**ARTICLE**
THIS is a story about one mountain river – the Gori – and about what is happening to her, in real time, today. A vignette perhaps to a wider drama unfolding in the Himalaya. The Gori is a tributary of the Kali, which goes on to join the Karnali, one of the largest tributary rivers of the Ganga.

Accelerated urban and industrial demand, we are told, is the stimulus for increasing the output of energy. Global warming has resulted in the creation of a carbon bazaar, involving a heated give and take by nations, corporations and moneylending institutions for, among others, the creation of infrastructure for alternative sources of energy. Hydroelectric power is seen as ‘clean’ energy. The Himalaya, with many perennial rivers cascading down from ice caps and glaciers, is seen as an appropriate site to build dams for power. On the southern divide of the Himalaya, India, Pakistan, Nepal and Bhutan are all set to build dams to generate over 150,000 megawatts (mw) of power by 2030.

The state of Uttarakhand, like every other Himalayan state, is going into high rev, and plans to build a series of dams on almost every single river and tributary. The existing hydro-power capacity of 1,400 mw is to be augmented with an additional capacity of 12,784 mw of energy currently under various stages of development.

**WHAT YOU WILL DO**
a. List every river the article about the Gori names.
b. According to the article about the Gori, what is the existing hydro-power capacity of Uttarakhand?
c. Translate this sentence from the article about the Gori into Spanish: "Hydroelectric power is seen as ‘clean’ energy."

**SUPPLIED INFORMATION**
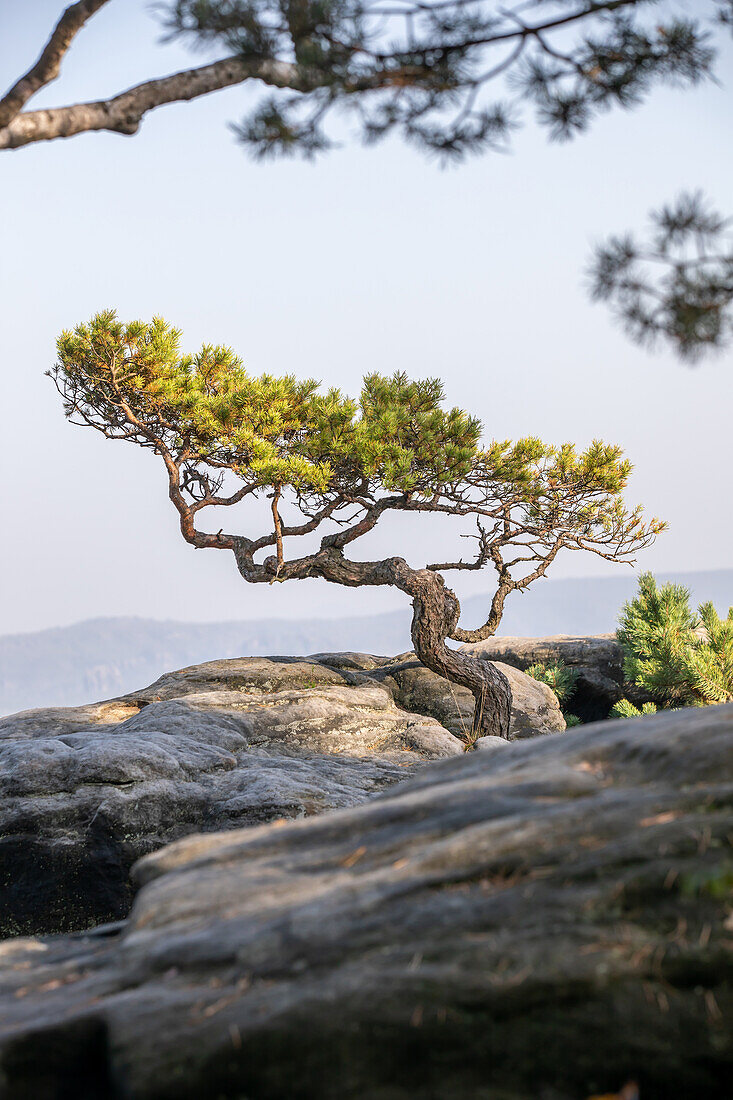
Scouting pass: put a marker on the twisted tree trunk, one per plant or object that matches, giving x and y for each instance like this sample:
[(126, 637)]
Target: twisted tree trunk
[(435, 616), (436, 611)]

**THE RESULTS**
a. Gori, Kali, Karnali, Ganga

b. 1,400 mw

c. La energía hidroeléctrica se considera energía «limpia».